> **EXERCISE PASSAGE**:
In the usual free speech case, someone claims that his or her right of free expression is being infringed. There is another side to this constitutional coin, a “negative” right, meaning the right not to be compelled to speak.

This right was the basis for a 1943 decision where the Supreme Court held that the state could not require elementary school students to salute the American Flag. In other words, school children, and the rest of us, have a right in certain circumstances to refrain from speaking and remain silent.

Last month I wrote about the wedding cake case, where Jack, the Colorado baker, refused on religious grounds to bake a wedding cake for a same-sex wedding party. Last Tuesday, the Supreme Court heard arguments from both sides, and like most Supreme Court cases, this one highlights the tension between constitutional rights. Jack argues that his cakes are a form of expression, and that the Court should overturn the decision of the Colorado courts based on his right not to “speak.”

As is often the case with legal arguments, this one requires taking something as true that is less than obvious.

When you go to a wedding party and look at the cake, do you think to yourself, “That baker approves of this marriage?” According to Jack, you do. I disagree. It would be different, of course, if Jack were being forced to inscribe a pro-same-sex marriage message on the frosting.

The New York Times recently called this a “rear guard action” by religious objectors who, having lost the equal protection battle, have moved to the free speech playing field in order to challenge marketplace equality afforded by state public accommodation laws.

The problem with the strategy of using the “negative speech” principle as a way of advancing religious beliefs is that it treats free speech as an absolute right when, of course, it is not. Saying some things can get you in trouble, such as falsely shouting “Fire” in a crowded theatre, or defaming Joe the butcher by telling your neighbor that “he puts his thumb on the scale,” when he does no such thing. And some things you can be required to say, for example that a certain prescription medication may have various side effects.

This subject is coming up again in a case that the Supreme Court has agreed to hear in 2018. The case involves a California law that requires religiously motivated, pro-life licensed “crisis pregnancy centers” to post a notice providing contact information for free or low-cost abortion services. The National Institute of Family and Life Advocates is appealing from a decision by the Ninth Circuit Court of Appeals, arguing that under the First Amendment right not to speak, the state can’t make them post the notice. The real objection is religious in nature, but the argument in court is that it compels certain speech.

> **EXERCISE INSTRUCTIONS**:
#1 Answer these questions from the passage on the right not to speak:
(a) In what year did the Supreme Court rule that students could not be required to salute the American Flag?
(b) In what state is Jack's bakery?
(c) Which court's decision is the National Institute of Family and Life Advocates appealing?
#2 Write out the part of the passage on the right not to speak starting at "The problem with" and ending at "various side effects.".
#3 Write what comes next in the passage on the right not to speak, picking up after its final sentence.

Natural-language object grounding data
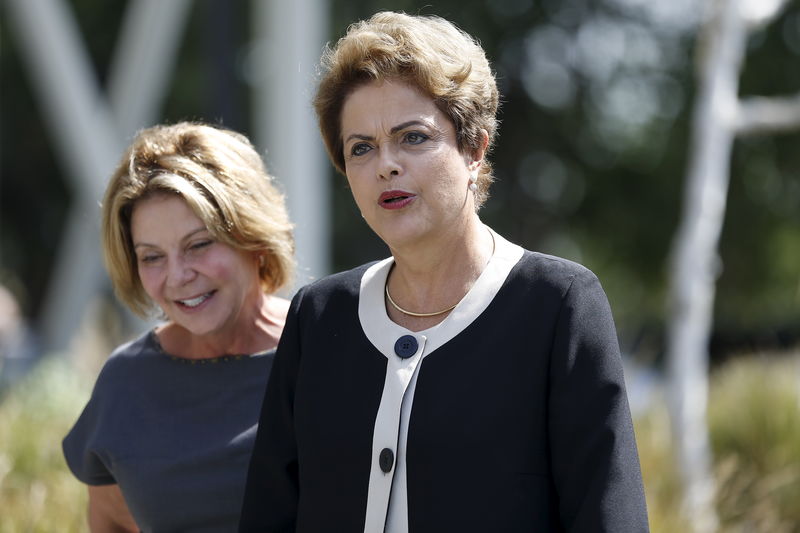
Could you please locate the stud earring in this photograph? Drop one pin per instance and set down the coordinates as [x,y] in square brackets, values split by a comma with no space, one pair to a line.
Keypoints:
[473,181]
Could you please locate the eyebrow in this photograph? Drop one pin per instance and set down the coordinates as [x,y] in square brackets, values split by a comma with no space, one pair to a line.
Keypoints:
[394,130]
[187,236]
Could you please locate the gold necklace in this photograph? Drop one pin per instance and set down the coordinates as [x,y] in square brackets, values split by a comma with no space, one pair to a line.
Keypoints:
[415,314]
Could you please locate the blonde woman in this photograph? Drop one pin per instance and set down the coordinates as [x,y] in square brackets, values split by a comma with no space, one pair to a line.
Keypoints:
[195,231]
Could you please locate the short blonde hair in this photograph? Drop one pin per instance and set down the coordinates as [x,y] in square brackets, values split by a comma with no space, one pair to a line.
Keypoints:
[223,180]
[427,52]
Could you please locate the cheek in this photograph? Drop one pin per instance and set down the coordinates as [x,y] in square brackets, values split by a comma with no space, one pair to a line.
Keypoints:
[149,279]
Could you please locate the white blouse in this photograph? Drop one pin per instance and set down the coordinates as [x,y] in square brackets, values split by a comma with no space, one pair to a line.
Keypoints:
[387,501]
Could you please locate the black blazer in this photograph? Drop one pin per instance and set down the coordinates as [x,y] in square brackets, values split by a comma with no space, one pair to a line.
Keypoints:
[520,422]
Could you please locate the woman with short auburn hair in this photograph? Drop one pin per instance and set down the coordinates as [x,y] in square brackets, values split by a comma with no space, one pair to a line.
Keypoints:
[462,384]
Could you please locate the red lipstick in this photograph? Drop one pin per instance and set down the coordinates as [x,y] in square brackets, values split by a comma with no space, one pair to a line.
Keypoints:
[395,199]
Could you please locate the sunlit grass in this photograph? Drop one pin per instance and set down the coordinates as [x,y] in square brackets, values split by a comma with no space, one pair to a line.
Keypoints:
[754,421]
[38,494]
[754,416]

---

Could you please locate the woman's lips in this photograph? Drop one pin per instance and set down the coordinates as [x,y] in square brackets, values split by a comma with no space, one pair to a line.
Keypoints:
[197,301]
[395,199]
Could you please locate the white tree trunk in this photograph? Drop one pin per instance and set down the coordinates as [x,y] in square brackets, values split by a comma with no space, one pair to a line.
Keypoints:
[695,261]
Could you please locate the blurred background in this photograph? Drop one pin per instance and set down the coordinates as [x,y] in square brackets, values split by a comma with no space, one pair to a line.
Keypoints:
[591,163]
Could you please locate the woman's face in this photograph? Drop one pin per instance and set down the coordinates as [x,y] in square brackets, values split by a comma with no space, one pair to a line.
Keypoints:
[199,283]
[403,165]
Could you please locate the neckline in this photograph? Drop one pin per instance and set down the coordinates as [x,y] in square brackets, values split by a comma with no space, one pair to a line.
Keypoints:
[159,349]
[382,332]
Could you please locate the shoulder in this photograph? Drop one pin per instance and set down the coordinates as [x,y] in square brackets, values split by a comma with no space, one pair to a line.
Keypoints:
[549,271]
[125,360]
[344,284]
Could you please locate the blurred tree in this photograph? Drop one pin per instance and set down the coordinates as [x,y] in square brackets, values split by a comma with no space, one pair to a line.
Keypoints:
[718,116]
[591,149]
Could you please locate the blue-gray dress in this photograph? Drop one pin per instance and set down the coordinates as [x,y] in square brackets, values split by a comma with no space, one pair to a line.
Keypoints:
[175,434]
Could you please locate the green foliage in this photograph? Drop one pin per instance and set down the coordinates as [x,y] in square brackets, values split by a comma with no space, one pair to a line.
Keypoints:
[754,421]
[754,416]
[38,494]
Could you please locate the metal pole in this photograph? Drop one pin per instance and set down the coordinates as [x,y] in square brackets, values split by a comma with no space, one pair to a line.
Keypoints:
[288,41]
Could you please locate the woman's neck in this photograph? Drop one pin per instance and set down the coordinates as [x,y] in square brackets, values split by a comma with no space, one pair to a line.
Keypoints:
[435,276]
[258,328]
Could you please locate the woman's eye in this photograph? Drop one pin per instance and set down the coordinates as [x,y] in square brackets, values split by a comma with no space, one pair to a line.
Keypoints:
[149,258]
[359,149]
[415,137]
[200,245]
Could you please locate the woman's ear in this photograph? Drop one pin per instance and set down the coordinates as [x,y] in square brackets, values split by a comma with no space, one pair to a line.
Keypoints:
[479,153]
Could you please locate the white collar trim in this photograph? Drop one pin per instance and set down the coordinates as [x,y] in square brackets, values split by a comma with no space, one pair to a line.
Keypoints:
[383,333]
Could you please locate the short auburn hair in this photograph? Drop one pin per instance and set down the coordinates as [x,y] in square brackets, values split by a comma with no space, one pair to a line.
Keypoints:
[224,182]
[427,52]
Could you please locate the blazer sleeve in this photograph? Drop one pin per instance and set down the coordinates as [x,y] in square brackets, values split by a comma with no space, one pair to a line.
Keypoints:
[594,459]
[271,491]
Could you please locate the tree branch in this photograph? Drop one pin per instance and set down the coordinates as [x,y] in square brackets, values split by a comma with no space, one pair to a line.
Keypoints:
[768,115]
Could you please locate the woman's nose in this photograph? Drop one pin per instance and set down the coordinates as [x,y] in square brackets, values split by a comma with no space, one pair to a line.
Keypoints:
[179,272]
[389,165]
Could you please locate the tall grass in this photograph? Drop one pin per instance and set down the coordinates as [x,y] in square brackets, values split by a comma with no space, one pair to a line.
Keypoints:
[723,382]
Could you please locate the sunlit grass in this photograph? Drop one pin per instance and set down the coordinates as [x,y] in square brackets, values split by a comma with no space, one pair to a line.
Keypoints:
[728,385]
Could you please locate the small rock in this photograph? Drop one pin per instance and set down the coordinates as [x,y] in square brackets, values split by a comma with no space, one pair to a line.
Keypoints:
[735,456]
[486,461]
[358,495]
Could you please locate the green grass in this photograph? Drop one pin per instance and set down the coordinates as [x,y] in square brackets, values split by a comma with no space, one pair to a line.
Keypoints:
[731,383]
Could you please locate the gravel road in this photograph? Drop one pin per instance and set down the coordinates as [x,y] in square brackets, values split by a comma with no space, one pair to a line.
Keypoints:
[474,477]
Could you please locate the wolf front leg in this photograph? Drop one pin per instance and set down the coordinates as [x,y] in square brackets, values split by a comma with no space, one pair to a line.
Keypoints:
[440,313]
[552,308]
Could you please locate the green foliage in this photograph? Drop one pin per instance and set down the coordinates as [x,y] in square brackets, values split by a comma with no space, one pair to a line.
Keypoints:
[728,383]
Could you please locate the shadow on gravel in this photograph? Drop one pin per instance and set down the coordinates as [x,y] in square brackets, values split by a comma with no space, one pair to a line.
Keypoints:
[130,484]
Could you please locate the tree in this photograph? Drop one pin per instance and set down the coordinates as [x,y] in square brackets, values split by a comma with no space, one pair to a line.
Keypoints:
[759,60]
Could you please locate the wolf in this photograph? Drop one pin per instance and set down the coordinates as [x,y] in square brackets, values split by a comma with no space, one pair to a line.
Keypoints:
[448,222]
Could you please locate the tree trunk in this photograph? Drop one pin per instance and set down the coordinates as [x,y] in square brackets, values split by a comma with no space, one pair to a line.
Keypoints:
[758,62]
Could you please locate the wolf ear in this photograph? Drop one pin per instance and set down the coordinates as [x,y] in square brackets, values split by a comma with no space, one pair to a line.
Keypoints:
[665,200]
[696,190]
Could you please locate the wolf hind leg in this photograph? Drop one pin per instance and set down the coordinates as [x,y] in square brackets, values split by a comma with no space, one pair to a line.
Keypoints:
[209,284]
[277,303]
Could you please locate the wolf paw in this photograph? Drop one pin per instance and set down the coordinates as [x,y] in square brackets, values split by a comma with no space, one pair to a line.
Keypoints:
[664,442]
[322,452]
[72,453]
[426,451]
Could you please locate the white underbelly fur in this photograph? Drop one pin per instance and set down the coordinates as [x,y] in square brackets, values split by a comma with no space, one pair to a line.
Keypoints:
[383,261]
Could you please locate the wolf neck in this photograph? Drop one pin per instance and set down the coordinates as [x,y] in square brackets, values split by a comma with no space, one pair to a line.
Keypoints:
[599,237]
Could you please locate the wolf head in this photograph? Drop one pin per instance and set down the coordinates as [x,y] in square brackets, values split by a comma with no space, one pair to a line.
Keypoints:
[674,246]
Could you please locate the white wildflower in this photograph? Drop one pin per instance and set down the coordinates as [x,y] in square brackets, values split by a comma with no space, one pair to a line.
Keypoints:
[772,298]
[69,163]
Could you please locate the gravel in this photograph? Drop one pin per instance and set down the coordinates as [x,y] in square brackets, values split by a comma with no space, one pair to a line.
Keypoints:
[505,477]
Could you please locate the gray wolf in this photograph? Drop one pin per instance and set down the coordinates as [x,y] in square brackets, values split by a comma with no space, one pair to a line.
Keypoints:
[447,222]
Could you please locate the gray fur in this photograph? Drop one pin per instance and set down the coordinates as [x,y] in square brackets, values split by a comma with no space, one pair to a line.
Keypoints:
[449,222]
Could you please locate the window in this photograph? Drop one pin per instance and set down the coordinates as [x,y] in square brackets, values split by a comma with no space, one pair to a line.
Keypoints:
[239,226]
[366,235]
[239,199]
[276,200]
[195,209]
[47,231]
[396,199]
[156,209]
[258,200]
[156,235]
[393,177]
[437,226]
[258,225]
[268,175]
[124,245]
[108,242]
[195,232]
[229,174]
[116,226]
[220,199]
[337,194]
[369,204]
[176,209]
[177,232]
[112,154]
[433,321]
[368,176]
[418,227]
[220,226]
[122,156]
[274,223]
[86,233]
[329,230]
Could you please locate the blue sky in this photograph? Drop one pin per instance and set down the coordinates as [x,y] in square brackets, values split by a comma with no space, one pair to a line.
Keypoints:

> **ANSWERS**:
#1
(a) 1943
(b) Colorado
(c) The Ninth Circuit Court of Appeals

#2
The problem with the strategy of using the “negative speech” principle as a way of advancing religious beliefs is that it treats free speech as an absolute right when, of course, it is not. Saying some things can get you in trouble, such as falsely shouting “Fire” in a crowded theatre, or defaming Joe the butcher by telling your neighbor that “he puts his thumb on the scale,” when he does no such thing. And some things you can be required to say, for example that a certain prescription medication may have various side effects.

#3
Using the First Amendment as a shield against compliance with the law is, I’ll admit, clever lawyering. Yes, the argument goes, a woman has a constitutional right to obtain an abortion, but if we don’t believe in that right, we should not have to post a notice that might lead someone to exercise that right.

Again, it’s not so obvious, at least to me. When someone sees the notice posted on the wall, does she think the openly pro-life clinic is being hypocritical and really wants her to terminate her pregnancy? I doubt it.

More importantly, no one is telling the California clinic employee or volunteer that she has to tell the patient, “You should get an abortion,” or that she can’t say, “The law requires me to give you this information, but I’m against abortion and hope you don’t go there.”

The First Amendment is “content-neutral,” meaning that government can’t tell us what to say or think, but that doesn’t mean that government is powerless to protect human dignity or to promote public health options. I don’t doubt that Jack the Baker and those who operate the anti-abortion clinic are sincere in their beliefs. But I am against the notion that freedom to speak – or not to speak – can be used as an excuse for refusing to honor a person’s rights, simply because in a particular case someone doesn’t believe in those particular rights.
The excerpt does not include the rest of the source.